TASK DESCRIPTION ->
Copy out the line that contains "What part of this image shows the brass" and the lines after it through the final one in the entries below, exactly, with no other lines.

▼▼▼

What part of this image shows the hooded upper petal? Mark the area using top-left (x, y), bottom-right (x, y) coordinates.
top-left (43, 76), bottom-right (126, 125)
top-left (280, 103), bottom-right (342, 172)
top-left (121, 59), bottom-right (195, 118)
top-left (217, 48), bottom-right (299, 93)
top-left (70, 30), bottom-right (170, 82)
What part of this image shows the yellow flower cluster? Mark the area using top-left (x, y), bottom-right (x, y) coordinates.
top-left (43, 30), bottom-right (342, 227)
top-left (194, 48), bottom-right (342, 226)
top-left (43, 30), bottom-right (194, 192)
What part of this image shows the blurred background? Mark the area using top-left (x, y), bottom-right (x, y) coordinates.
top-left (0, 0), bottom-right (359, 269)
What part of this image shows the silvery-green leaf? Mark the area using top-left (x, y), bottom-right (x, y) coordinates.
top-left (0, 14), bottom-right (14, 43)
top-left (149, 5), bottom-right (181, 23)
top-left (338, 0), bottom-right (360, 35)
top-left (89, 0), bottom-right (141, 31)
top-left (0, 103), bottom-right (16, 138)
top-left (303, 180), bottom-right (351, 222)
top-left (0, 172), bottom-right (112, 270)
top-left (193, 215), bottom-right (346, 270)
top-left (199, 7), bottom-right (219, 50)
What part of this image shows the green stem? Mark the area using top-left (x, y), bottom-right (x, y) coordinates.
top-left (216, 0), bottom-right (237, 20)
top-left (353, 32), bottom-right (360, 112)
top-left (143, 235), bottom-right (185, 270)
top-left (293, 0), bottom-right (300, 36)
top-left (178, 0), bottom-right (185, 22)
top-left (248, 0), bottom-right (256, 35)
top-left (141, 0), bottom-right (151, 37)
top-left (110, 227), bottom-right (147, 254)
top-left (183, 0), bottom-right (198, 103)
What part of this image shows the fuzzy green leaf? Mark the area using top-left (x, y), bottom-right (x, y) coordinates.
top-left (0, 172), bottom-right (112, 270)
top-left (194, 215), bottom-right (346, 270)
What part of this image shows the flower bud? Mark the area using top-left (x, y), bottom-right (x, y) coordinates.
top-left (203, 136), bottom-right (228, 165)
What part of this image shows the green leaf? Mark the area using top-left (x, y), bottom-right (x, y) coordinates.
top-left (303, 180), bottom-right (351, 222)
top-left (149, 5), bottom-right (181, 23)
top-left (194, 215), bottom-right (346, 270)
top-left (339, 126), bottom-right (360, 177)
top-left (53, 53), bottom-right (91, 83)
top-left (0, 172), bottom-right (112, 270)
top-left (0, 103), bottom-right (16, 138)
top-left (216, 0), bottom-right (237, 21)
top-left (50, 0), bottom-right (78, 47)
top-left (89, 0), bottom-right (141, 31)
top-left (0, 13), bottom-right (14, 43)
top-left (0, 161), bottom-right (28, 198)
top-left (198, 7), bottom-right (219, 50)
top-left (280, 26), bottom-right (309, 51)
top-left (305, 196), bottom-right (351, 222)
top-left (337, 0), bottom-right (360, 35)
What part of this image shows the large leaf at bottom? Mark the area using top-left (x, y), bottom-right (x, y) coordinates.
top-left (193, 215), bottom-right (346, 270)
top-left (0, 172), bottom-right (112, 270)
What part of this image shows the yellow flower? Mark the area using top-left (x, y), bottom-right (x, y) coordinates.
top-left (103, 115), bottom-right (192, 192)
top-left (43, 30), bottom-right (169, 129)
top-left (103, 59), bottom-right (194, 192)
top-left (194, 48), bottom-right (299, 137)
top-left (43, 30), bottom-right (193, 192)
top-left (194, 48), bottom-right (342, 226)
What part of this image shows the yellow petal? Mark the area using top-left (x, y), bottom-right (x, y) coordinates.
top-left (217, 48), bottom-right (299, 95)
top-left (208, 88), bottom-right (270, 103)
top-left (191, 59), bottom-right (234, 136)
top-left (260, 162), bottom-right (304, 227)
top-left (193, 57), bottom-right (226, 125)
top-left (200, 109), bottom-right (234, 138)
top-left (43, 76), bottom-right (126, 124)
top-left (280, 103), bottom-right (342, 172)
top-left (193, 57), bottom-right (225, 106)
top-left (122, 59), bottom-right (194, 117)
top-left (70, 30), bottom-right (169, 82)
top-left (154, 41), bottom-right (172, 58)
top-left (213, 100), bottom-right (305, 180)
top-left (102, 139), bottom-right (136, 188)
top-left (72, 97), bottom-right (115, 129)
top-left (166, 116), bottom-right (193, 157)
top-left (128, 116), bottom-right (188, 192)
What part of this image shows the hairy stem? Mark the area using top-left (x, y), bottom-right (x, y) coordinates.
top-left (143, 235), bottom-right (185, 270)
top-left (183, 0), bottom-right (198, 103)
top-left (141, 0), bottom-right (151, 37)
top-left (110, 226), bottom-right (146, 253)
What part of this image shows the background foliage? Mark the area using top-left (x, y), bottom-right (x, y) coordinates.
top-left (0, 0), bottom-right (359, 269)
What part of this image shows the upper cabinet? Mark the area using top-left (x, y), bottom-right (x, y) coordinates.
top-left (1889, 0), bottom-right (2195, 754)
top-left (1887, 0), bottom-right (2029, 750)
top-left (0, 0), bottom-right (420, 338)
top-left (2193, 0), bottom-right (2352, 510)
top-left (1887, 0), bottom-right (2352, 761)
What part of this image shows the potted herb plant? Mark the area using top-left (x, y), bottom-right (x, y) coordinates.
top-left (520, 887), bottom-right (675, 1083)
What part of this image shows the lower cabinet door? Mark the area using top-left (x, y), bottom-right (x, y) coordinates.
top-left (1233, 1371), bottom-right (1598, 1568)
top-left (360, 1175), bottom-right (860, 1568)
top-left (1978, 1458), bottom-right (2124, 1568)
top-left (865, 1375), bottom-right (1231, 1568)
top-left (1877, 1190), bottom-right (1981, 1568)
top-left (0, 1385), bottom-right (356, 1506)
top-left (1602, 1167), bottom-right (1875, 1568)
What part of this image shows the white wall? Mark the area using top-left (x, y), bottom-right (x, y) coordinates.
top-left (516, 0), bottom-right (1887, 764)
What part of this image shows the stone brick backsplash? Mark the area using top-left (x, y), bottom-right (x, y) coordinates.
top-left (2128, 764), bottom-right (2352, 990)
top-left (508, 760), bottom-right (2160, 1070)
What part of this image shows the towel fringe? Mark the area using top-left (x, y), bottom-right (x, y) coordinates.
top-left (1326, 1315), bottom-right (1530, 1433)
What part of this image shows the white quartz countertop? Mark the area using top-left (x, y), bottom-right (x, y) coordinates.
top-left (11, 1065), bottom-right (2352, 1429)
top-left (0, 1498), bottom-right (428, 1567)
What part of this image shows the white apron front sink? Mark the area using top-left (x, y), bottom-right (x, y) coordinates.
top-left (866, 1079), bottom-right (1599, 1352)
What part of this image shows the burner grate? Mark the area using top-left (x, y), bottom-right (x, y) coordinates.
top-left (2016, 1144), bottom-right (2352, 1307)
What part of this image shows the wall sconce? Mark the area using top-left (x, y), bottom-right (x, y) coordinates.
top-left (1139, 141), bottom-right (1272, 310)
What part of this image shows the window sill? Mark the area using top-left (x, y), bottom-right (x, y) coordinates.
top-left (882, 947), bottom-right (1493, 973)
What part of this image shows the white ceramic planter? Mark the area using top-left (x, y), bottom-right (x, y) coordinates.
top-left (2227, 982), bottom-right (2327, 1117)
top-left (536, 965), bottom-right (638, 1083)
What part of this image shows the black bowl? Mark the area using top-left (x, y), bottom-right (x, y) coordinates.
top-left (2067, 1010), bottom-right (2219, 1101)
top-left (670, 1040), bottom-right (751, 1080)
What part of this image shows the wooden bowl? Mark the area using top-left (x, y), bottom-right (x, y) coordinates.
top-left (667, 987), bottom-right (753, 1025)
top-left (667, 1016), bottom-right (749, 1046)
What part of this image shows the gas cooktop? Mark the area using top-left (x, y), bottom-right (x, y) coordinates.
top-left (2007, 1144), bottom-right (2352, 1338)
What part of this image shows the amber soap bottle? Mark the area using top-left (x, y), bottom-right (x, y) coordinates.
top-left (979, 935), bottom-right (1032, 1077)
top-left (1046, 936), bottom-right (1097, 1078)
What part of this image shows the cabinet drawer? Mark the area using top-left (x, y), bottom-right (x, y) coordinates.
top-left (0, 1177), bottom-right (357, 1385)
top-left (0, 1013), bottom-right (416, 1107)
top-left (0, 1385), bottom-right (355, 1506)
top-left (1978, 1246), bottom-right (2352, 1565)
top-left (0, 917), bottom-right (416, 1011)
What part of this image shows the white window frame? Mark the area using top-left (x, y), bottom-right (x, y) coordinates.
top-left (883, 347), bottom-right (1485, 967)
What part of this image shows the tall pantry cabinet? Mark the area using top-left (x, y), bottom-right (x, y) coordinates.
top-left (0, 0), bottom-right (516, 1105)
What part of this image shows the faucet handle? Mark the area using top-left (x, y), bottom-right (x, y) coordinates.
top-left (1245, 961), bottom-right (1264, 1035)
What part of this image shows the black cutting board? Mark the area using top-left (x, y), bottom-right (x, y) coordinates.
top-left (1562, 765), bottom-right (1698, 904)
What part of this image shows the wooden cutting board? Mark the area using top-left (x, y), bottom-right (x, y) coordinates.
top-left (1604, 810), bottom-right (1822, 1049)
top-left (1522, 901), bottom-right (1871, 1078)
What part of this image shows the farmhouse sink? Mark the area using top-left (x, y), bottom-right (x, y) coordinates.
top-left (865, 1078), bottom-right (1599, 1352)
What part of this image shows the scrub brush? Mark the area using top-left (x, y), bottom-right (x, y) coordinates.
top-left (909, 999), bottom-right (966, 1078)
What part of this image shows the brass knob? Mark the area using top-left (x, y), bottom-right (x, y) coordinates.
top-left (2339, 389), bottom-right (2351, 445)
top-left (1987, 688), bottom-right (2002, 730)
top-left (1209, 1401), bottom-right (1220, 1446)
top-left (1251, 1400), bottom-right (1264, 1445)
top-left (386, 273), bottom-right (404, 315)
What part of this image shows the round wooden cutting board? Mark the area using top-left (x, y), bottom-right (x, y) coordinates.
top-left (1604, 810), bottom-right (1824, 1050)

▲▲▲

RESULT ->
What part of this image shows the brass knob? Mark the area using top-left (x, y), bottom-right (x, y) coordinates.
top-left (2339, 389), bottom-right (2351, 445)
top-left (1987, 688), bottom-right (2002, 730)
top-left (1209, 1401), bottom-right (1220, 1446)
top-left (1251, 1400), bottom-right (1264, 1445)
top-left (386, 273), bottom-right (404, 315)
What part of this image shows the round wooden cutting board? Mark the area using top-left (x, y), bottom-right (x, y) coordinates.
top-left (1604, 810), bottom-right (1824, 1050)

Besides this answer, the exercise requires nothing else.